╭──

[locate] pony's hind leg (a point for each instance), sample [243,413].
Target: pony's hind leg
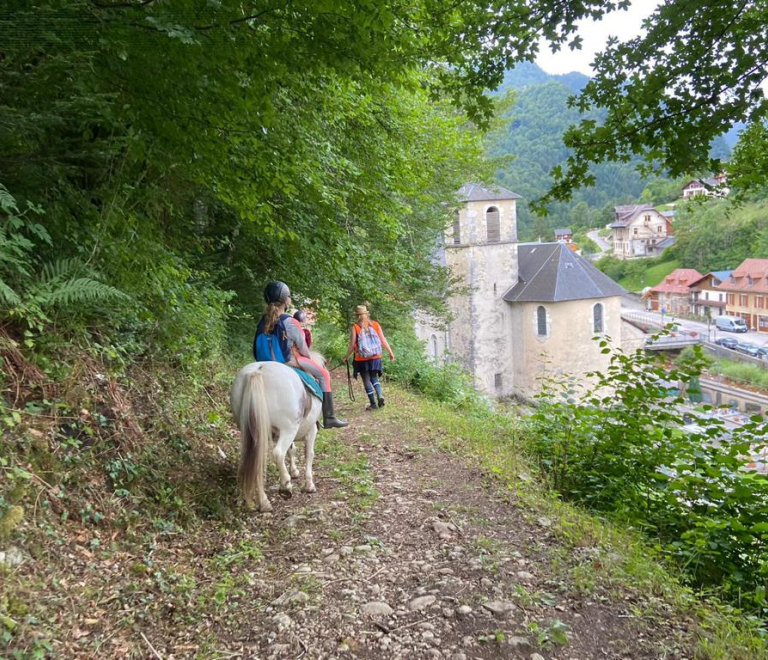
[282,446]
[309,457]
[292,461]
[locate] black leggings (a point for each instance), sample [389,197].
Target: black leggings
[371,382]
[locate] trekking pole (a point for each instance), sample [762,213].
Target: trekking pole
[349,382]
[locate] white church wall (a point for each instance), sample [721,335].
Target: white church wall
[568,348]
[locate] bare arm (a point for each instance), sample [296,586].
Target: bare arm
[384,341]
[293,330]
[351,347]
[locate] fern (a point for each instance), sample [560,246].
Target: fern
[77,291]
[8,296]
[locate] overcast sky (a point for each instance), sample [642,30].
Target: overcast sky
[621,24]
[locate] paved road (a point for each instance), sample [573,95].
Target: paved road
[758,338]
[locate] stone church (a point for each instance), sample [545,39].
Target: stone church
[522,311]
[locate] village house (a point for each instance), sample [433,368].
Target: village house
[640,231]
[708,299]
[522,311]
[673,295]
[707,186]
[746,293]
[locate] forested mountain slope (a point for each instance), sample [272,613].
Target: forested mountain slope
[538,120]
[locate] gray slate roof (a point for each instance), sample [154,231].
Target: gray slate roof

╰──

Pull out each line of the entries that contains "slate".

[locate] gray slate roof (a point for each instance), sample [154,231].
Target: gray slate roof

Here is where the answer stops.